== Text extract ==
'''

# Estes Park,co



## outbackmac (Feb 1, 2005)

Anyone stay at or have any info on campgrounds in and near estes park?


----------



## bka4tcu (Aug 18, 2010)

We have spent a week in EP for the last 7 years. We love it and RMNP is our favorite National Park..

This year,wWe spent the week of the 4th of July at Spruce Lake Campground. It was nice and the facilities in good shape. We used to stay at the EP CG at the end of Tunnell Road. The county took it over 2 years ago and it's not been the same since. Mary's lake CG is also run by the county, but I have not stayed there. There is a Jellystone on the East side of EP that's good, I would stay away from Paradise on the river, barely room for slides between trailers, and elk meadow, parking lot in a field. There is also a KOA, I don't know much about it other than a drive by it looks tight.

In addition to the private CG's above, RMNP has several options. I have driven by them but not stayed in the park.

Happy to answer questions if you ave any.


----------



## Juan (Mar 31, 2009)

I have stayed at Elk Meadows, Spruce Lake, Jellystone and KOA. My favorite is Spruce Lake. It's 5 minutes from the park entrance and on the Big Thompson river.


----------



## outbackmac (Feb 1, 2005)

Thanks for the info. anyone have any pics of the campground? We have a 321 frl 5ver is this campground tight?


----------



## kmsjs (Apr 14, 2008)

'''

== Extracted records ==
'''

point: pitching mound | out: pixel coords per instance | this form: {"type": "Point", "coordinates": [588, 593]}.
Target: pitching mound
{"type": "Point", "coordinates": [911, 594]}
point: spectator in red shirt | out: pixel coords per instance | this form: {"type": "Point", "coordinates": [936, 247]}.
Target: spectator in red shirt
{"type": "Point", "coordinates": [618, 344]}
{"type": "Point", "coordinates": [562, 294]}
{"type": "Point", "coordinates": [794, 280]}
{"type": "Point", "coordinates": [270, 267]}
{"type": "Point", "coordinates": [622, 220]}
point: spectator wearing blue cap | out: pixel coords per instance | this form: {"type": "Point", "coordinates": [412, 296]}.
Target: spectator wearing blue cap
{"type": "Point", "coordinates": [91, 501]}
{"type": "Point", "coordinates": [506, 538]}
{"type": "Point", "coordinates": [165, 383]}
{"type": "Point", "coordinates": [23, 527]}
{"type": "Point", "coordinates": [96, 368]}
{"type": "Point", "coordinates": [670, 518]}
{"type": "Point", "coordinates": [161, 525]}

'''

== Your goal ==
In the Estes Park campground thread, which campground is described as five minutes from the park entrance and on the Big Thompson river?

== Solution ==
Spruce Lake